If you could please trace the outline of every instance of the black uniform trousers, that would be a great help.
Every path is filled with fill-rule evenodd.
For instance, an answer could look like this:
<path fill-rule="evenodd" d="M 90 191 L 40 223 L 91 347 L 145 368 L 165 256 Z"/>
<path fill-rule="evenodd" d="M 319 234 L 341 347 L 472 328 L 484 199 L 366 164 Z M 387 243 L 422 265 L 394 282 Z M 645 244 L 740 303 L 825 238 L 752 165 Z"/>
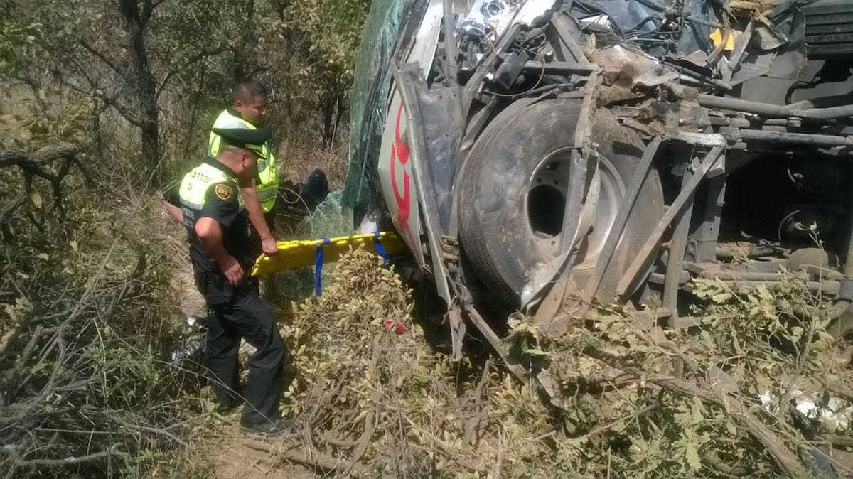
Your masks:
<path fill-rule="evenodd" d="M 230 288 L 226 286 L 226 289 Z M 207 302 L 212 312 L 207 319 L 212 387 L 223 406 L 237 401 L 240 371 L 237 350 L 240 338 L 245 338 L 257 351 L 249 359 L 242 419 L 251 424 L 275 421 L 278 418 L 281 366 L 287 350 L 272 310 L 258 293 L 257 280 L 247 280 L 231 291 L 233 293 L 224 295 L 225 297 L 219 296 Z"/>

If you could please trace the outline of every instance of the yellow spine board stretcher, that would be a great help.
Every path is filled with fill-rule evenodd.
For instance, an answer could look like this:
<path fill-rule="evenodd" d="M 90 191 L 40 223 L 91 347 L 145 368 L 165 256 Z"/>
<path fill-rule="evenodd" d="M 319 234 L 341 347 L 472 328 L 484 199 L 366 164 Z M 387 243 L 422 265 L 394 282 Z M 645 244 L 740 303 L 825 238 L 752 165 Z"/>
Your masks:
<path fill-rule="evenodd" d="M 336 236 L 328 240 L 328 245 L 324 245 L 322 240 L 279 241 L 278 254 L 273 256 L 262 254 L 255 262 L 252 275 L 265 276 L 278 271 L 314 266 L 316 249 L 320 245 L 323 245 L 322 262 L 324 263 L 338 261 L 342 254 L 350 250 L 351 246 L 357 248 L 359 245 L 364 245 L 366 251 L 378 254 L 374 245 L 376 241 L 382 245 L 387 254 L 398 253 L 406 247 L 397 234 L 391 232 L 380 233 L 379 238 L 376 237 L 375 234 L 370 233 L 351 236 Z"/>

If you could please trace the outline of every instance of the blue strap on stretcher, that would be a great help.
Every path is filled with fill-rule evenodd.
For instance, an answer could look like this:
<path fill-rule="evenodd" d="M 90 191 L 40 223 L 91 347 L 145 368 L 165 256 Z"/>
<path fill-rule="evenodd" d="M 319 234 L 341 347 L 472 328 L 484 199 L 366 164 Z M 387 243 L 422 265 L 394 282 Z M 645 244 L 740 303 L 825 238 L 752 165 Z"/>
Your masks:
<path fill-rule="evenodd" d="M 314 257 L 314 296 L 322 294 L 322 247 L 331 245 L 328 238 L 322 237 L 322 244 L 317 245 L 317 251 Z"/>
<path fill-rule="evenodd" d="M 374 233 L 374 245 L 376 245 L 376 252 L 382 257 L 382 261 L 388 263 L 388 254 L 385 252 L 385 246 L 379 240 L 379 232 Z"/>

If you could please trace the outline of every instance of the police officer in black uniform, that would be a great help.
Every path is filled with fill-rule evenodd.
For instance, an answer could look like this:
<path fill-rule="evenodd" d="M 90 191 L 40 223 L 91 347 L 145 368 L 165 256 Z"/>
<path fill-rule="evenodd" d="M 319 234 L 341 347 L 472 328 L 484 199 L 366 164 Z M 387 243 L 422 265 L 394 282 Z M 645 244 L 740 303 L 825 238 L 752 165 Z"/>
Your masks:
<path fill-rule="evenodd" d="M 212 384 L 223 407 L 239 404 L 237 349 L 241 338 L 257 348 L 249 361 L 244 430 L 276 434 L 281 369 L 287 352 L 270 307 L 248 278 L 258 250 L 241 205 L 241 181 L 257 175 L 257 160 L 270 136 L 266 129 L 214 129 L 223 138 L 208 158 L 183 177 L 164 199 L 169 213 L 187 228 L 195 285 L 209 310 L 207 351 Z"/>

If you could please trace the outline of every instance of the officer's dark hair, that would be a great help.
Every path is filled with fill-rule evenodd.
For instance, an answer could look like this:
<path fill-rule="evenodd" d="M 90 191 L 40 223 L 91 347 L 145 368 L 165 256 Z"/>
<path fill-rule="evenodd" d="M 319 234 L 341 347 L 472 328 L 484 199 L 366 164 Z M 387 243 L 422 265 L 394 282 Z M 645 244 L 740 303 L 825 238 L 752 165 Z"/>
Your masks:
<path fill-rule="evenodd" d="M 256 96 L 266 96 L 267 88 L 264 84 L 256 80 L 247 80 L 234 85 L 231 89 L 232 100 L 234 101 L 252 101 Z"/>

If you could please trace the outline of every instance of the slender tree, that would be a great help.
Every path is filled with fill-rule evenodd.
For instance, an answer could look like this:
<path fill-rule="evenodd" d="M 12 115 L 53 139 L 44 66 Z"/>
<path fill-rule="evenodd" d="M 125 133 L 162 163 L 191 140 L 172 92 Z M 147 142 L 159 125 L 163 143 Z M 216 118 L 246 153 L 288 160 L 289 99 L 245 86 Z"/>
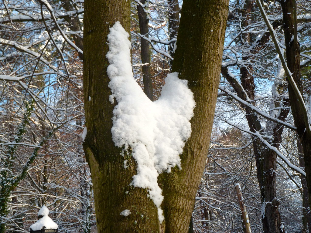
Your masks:
<path fill-rule="evenodd" d="M 188 231 L 209 143 L 228 4 L 227 0 L 183 1 L 173 70 L 188 80 L 196 107 L 191 136 L 180 156 L 182 169 L 174 168 L 159 178 L 165 217 L 160 224 L 147 189 L 129 185 L 136 173 L 132 157 L 127 157 L 125 169 L 122 149 L 115 146 L 112 138 L 114 106 L 109 101 L 106 42 L 109 28 L 117 21 L 129 31 L 129 1 L 85 2 L 84 98 L 92 100 L 85 103 L 87 133 L 83 146 L 92 174 L 99 232 Z M 131 214 L 120 215 L 129 208 Z"/>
---+---
• [Instruction]:
Format every line of the entries above as a JSON list of strings, one string per line, with blank lines and the picture lines omitted.

• [Response]:
[
  "If you could please trace the outline of every instance of the black uniform trousers, that would be a great help.",
  "Every path is filled with fill-rule evenodd.",
  "For instance, an answer could look like this:",
  "<path fill-rule=\"evenodd\" d=\"M 90 191 L 40 223 L 91 347 L 145 368 L 165 256 Z\"/>",
  "<path fill-rule=\"evenodd\" d=\"M 319 234 L 341 347 L 472 328 L 484 199 L 366 164 Z M 387 243 L 422 265 L 394 282 Z M 645 244 L 740 303 L 825 238 L 752 165 Z\"/>",
  "Your masks:",
  "<path fill-rule=\"evenodd\" d=\"M 230 288 L 226 286 L 226 289 Z M 207 302 L 212 312 L 207 319 L 212 387 L 223 406 L 237 401 L 240 371 L 237 350 L 240 338 L 245 338 L 257 351 L 249 359 L 242 419 L 251 424 L 275 421 L 278 418 L 281 366 L 287 350 L 272 310 L 258 293 L 257 280 L 247 280 L 231 291 L 233 293 L 224 295 L 225 297 L 219 296 Z\"/>",
  "If you could please trace the outline of every instance of the yellow spine board stretcher, that would be a great help.",
  "Every path is filled with fill-rule evenodd.",
  "For instance, an answer could look like this:",
  "<path fill-rule=\"evenodd\" d=\"M 90 191 L 40 223 L 91 347 L 145 368 L 165 256 Z\"/>",
  "<path fill-rule=\"evenodd\" d=\"M 319 234 L 341 347 L 472 328 L 484 199 L 366 164 Z M 387 243 L 422 265 L 394 282 Z M 645 244 L 740 303 L 825 238 L 752 165 Z\"/>",
  "Your masks:",
  "<path fill-rule=\"evenodd\" d=\"M 336 236 L 328 240 L 328 245 L 324 245 L 322 240 L 279 241 L 278 254 L 273 256 L 262 254 L 255 262 L 252 275 L 265 276 L 278 271 L 314 266 L 316 249 L 320 245 L 323 245 L 322 262 L 324 263 L 338 261 L 342 254 L 350 250 L 351 246 L 357 248 L 359 245 L 364 245 L 366 251 L 378 254 L 374 245 L 376 241 L 382 245 L 387 254 L 398 253 L 406 247 L 397 234 L 391 232 L 380 233 L 379 238 L 376 237 L 375 234 L 370 233 L 351 236 Z\"/>",
  "If you could please trace the outline of every instance of the blue strap on stretcher, that would be a great help.",
  "Every path is filled with fill-rule evenodd.",
  "For instance, an answer could look like this:",
  "<path fill-rule=\"evenodd\" d=\"M 90 191 L 40 223 L 91 347 L 145 368 L 165 256 Z\"/>",
  "<path fill-rule=\"evenodd\" d=\"M 319 234 L 341 347 L 472 328 L 484 199 L 366 164 Z M 387 243 L 422 265 L 394 282 Z M 645 244 L 740 303 L 825 238 L 752 165 Z\"/>",
  "Your masks:",
  "<path fill-rule=\"evenodd\" d=\"M 314 257 L 314 296 L 322 294 L 322 247 L 331 245 L 328 238 L 322 237 L 322 244 L 317 245 L 317 251 Z\"/>",
  "<path fill-rule=\"evenodd\" d=\"M 374 233 L 374 245 L 376 245 L 376 252 L 382 257 L 382 261 L 388 263 L 388 254 L 385 252 L 385 246 L 379 240 L 379 232 Z\"/>",
  "If you could please trace the outline of every instance of the police officer in black uniform, that would be a great help.",
  "Every path is filled with fill-rule evenodd.",
  "For instance, an answer could look like this:",
  "<path fill-rule=\"evenodd\" d=\"M 90 191 L 40 223 L 91 347 L 145 368 L 165 256 Z\"/>",
  "<path fill-rule=\"evenodd\" d=\"M 319 234 L 341 347 L 472 328 L 484 199 L 366 164 Z M 387 243 L 422 265 L 394 282 Z M 645 244 L 740 303 L 825 238 L 752 165 Z\"/>",
  "Your masks:",
  "<path fill-rule=\"evenodd\" d=\"M 212 384 L 223 407 L 239 404 L 237 349 L 241 338 L 257 348 L 249 361 L 244 430 L 276 434 L 281 369 L 287 352 L 270 307 L 248 278 L 258 250 L 241 205 L 241 181 L 257 175 L 257 160 L 270 136 L 266 129 L 214 129 L 223 138 L 208 158 L 183 177 L 164 199 L 169 213 L 187 228 L 195 285 L 209 310 L 207 351 Z\"/>",
  "If you could please trace the outline of every instance of the officer's dark hair, that would be a great help.",
  "Every path is filled with fill-rule evenodd.",
  "For instance, an answer could look like this:",
  "<path fill-rule=\"evenodd\" d=\"M 90 191 L 40 223 L 91 347 L 145 368 L 165 256 Z\"/>",
  "<path fill-rule=\"evenodd\" d=\"M 319 234 L 341 347 L 472 328 L 484 199 L 366 164 Z M 387 243 L 422 265 L 394 282 Z M 645 244 L 740 303 L 825 238 L 752 165 Z\"/>",
  "Your masks:",
  "<path fill-rule=\"evenodd\" d=\"M 256 96 L 266 96 L 267 88 L 264 84 L 256 80 L 247 80 L 234 85 L 231 89 L 232 100 L 234 101 L 252 101 Z\"/>",
  "If you could please trace the outline of every instance of the slender tree, that would be a great help.",
  "Every path is filled with fill-rule evenodd.",
  "For instance, an answer could look like this:",
  "<path fill-rule=\"evenodd\" d=\"M 12 115 L 53 139 L 44 66 Z\"/>",
  "<path fill-rule=\"evenodd\" d=\"M 125 133 L 162 163 L 191 140 L 172 92 Z M 147 142 L 159 125 L 163 143 Z M 216 118 L 246 153 L 288 160 L 289 99 L 245 86 Z\"/>",
  "Your masks:",
  "<path fill-rule=\"evenodd\" d=\"M 188 231 L 209 143 L 228 4 L 227 0 L 183 1 L 173 70 L 188 80 L 196 107 L 191 136 L 180 156 L 182 169 L 174 168 L 159 178 L 165 217 L 160 224 L 147 189 L 129 185 L 136 173 L 132 157 L 127 157 L 125 169 L 122 149 L 115 146 L 112 138 L 114 106 L 109 101 L 106 42 L 109 28 L 117 21 L 129 31 L 129 1 L 85 2 L 84 98 L 92 100 L 85 103 L 87 133 L 83 146 L 92 174 L 99 232 Z M 131 214 L 120 215 L 129 208 Z\"/>"
]